═══ The input ═══

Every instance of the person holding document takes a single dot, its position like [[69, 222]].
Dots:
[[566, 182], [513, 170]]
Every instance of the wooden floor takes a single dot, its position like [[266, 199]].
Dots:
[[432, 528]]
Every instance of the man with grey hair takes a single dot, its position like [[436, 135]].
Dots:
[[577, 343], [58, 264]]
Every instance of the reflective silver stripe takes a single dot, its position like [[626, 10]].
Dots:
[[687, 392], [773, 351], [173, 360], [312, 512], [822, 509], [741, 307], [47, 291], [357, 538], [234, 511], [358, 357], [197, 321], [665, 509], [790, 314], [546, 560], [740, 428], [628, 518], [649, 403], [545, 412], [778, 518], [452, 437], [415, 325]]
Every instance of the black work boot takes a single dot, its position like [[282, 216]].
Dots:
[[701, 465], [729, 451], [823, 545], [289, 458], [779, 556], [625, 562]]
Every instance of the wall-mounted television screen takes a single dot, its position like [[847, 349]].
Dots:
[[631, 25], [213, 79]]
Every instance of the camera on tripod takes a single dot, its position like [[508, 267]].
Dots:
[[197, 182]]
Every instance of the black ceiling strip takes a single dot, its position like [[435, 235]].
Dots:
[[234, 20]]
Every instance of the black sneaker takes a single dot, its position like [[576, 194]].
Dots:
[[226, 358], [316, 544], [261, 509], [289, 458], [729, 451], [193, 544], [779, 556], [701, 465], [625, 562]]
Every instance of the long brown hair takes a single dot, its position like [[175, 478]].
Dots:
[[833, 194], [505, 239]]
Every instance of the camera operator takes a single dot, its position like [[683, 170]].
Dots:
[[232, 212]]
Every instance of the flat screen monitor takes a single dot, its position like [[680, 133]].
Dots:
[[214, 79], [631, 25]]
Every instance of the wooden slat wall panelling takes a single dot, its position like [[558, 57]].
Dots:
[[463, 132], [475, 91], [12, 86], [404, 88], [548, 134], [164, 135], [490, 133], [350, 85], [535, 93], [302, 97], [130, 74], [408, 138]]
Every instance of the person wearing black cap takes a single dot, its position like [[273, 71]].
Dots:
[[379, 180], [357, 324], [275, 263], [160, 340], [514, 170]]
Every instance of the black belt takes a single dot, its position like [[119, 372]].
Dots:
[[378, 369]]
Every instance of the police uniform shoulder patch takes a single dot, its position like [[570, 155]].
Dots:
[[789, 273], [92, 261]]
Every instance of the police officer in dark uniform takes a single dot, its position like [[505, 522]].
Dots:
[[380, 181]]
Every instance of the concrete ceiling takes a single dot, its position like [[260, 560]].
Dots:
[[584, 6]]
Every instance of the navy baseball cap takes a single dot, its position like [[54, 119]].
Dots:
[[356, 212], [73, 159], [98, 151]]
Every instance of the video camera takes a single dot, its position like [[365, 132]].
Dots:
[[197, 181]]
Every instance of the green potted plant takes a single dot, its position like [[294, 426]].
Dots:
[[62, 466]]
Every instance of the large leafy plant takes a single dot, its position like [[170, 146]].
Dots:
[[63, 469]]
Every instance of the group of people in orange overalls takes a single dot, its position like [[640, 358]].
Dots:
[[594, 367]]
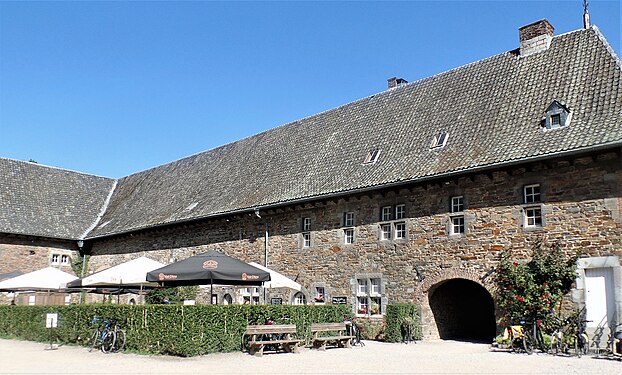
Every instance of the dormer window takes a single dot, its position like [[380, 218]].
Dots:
[[439, 140], [372, 157], [557, 116]]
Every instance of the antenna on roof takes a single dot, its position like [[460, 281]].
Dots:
[[586, 15]]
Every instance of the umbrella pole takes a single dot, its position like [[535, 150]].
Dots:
[[211, 291]]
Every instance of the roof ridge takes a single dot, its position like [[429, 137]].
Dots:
[[608, 47], [102, 211], [53, 167]]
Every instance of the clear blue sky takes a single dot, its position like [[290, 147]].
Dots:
[[113, 88]]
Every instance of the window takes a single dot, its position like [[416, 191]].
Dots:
[[439, 140], [348, 231], [389, 227], [457, 204], [306, 239], [385, 232], [369, 296], [306, 224], [319, 296], [348, 219], [533, 217], [306, 232], [400, 231], [556, 121], [400, 212], [371, 157], [532, 208], [532, 194], [456, 224], [386, 213]]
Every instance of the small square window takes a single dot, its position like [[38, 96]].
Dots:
[[533, 217], [532, 194], [400, 231], [348, 236], [348, 220], [385, 232], [556, 121], [400, 211], [457, 204], [362, 289], [386, 213], [457, 225], [319, 294]]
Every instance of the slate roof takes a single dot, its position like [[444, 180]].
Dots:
[[49, 202], [492, 110]]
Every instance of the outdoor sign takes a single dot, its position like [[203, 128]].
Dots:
[[51, 320], [340, 300]]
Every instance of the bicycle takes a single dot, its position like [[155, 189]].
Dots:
[[103, 336]]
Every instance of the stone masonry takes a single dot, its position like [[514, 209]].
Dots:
[[581, 209]]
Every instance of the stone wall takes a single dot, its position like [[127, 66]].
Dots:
[[581, 210]]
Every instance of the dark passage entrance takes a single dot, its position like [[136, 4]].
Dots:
[[463, 311]]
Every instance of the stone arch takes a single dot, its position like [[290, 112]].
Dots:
[[457, 303]]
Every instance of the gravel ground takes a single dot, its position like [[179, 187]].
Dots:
[[432, 357]]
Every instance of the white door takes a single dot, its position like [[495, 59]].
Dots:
[[599, 301]]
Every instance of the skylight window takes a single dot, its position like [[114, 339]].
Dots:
[[439, 140], [372, 157]]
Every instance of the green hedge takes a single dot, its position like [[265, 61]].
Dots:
[[397, 316], [165, 329]]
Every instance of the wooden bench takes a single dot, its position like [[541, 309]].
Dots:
[[337, 335], [277, 335]]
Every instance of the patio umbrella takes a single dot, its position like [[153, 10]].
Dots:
[[277, 280], [211, 268], [46, 279], [125, 276]]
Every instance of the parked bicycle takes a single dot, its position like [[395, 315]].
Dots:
[[107, 336]]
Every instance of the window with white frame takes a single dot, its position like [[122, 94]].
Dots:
[[306, 232], [532, 206], [456, 225], [368, 296], [348, 230], [391, 226], [319, 295]]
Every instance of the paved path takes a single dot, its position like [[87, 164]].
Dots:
[[435, 357]]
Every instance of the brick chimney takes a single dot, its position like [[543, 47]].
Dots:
[[394, 82], [535, 37]]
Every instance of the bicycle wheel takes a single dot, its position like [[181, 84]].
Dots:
[[527, 343], [119, 340], [108, 341], [93, 340]]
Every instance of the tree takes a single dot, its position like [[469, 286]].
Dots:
[[533, 289]]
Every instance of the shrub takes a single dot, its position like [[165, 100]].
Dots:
[[534, 288], [165, 329], [399, 316]]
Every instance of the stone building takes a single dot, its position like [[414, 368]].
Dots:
[[407, 195]]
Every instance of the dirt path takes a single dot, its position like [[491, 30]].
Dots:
[[435, 357]]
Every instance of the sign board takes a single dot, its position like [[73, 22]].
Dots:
[[51, 320], [340, 300]]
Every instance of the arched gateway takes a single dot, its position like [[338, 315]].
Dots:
[[456, 305]]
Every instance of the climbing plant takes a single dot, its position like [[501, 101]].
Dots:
[[533, 289]]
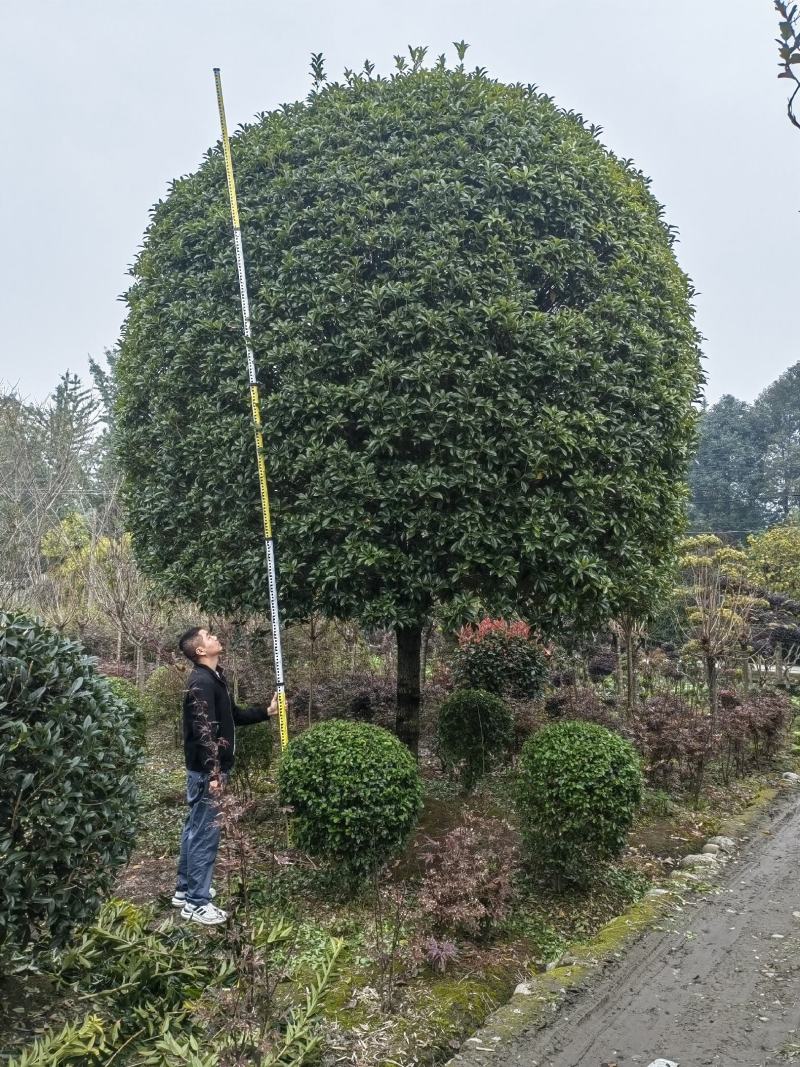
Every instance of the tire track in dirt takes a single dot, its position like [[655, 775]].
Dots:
[[718, 984]]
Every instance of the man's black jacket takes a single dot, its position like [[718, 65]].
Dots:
[[209, 718]]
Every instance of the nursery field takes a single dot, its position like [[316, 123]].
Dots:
[[402, 962]]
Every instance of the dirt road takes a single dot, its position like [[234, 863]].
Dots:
[[718, 984]]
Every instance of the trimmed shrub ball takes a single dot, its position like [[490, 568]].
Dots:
[[578, 790], [474, 728], [354, 791], [67, 796]]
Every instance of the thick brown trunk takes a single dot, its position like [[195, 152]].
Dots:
[[710, 669], [409, 698]]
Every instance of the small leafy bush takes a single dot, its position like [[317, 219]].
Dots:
[[354, 791], [474, 728], [578, 790], [499, 657], [67, 795], [468, 886], [126, 690]]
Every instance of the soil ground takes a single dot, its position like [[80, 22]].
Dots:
[[718, 983]]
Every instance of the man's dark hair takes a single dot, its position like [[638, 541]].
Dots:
[[188, 643]]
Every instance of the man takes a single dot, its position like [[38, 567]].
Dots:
[[209, 744]]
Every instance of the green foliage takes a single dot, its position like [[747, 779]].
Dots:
[[726, 475], [67, 795], [152, 972], [164, 689], [137, 702], [773, 559], [254, 748], [354, 791], [89, 1041], [502, 663], [148, 983], [578, 790], [475, 338], [474, 728]]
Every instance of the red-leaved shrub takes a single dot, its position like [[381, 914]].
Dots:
[[468, 885]]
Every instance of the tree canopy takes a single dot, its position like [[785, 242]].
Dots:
[[477, 352]]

═══

Give again only the lines of the material above that run from the one with "Every instance of the nursery" through the end, both included, exactly as they appear.

- Exercise answer:
Every instance of the nursery field takes a single dot, its position like [[316, 123]].
Dots:
[[402, 962]]
Every instance of the dirt road takes a single dot, its position like [[234, 863]].
Dots:
[[718, 984]]
Every instance of the trimmed shrub ball takes a single dot, its position like [[490, 568]].
Dots:
[[578, 790], [474, 728], [354, 791], [67, 796]]
Every instance of the thick brown trunk takes a single dot, its position like [[195, 152]].
Dots:
[[710, 669], [409, 698]]
Every instance of the small leafy bush takes a single dot, its position like [[317, 219]].
Dots:
[[354, 791], [474, 728], [578, 790], [499, 657], [67, 795], [468, 886], [126, 690]]
Every instance of the soil ground takes a single dot, its position like [[80, 22]].
Dots:
[[718, 983]]
Every instance of the man's dark hair takes a single dot, its position like [[638, 541]].
Dots:
[[188, 643]]
Every instance of the man takes a single dot, its position like [[38, 567]].
Dots:
[[209, 744]]
Every instance of the green foliage takes a single dot, its position like [[747, 779]].
Dots:
[[726, 475], [67, 795], [152, 972], [164, 689], [137, 702], [773, 559], [254, 748], [354, 791], [89, 1041], [502, 663], [148, 983], [578, 790], [475, 338], [474, 728]]
Every instance of the red-leaved shrub takes a single dot, its position like [[381, 914]].
Dots:
[[468, 885]]
Every instance of the tree canopy takes a single dot, its position like [[785, 242]].
Dots:
[[477, 352]]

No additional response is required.